* Rows of box annotation data:
+++

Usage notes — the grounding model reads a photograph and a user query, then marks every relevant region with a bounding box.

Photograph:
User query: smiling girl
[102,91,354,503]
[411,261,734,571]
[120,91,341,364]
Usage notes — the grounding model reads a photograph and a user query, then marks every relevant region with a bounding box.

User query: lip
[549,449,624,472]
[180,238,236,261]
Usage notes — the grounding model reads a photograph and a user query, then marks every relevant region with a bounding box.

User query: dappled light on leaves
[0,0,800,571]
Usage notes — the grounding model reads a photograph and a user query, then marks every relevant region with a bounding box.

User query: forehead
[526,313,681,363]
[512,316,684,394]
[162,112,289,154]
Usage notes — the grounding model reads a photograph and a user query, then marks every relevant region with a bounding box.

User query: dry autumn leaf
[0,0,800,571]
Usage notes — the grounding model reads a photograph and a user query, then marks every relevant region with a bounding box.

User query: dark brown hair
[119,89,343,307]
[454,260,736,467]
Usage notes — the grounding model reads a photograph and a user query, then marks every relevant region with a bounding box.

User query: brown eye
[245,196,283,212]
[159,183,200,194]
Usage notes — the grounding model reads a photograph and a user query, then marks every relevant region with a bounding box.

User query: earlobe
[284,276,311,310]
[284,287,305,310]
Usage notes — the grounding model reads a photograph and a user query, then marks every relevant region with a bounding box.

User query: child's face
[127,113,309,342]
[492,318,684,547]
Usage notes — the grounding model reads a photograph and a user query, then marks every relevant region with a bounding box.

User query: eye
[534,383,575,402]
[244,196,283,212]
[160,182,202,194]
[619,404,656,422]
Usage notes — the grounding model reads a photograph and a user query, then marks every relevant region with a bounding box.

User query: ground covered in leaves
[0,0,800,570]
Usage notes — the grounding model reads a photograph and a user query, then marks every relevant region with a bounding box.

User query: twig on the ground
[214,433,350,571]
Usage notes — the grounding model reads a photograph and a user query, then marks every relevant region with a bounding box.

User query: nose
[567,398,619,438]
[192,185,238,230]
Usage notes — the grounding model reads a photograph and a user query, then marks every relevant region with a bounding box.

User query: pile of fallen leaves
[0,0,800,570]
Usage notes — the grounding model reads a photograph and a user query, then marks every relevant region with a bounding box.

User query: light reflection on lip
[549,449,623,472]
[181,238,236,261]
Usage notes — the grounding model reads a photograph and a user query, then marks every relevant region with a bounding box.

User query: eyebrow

+++

* Task to carry out: Copy the data from its first line through the line containing "[162,112,289,154]", substituting "rectangle" for each "bounding box" and leaving everything else unchanged.

* Response below:
Usage notes — the grounding model reads a photograph and a user query, then marks every relevant region with a rectangle.

Photograph:
User query: smiling girl
[102,91,354,503]
[411,261,734,571]
[120,91,341,364]
Usage notes — the grounding model reads a photograph and a user query, then marks every relevant region with a rectangle.

User query: lip
[549,449,624,472]
[180,238,236,261]
Usage notes — the grounding model reads a photograph and a user query, then marks every relevant region with a rectangle.

User query: dappled light on leaves
[0,0,800,571]
Usage notes — the grounding model reads a photograph and a user query, then marks every relevant region with a rectangle.

User query: forehead
[526,313,681,363]
[512,316,684,394]
[162,112,289,154]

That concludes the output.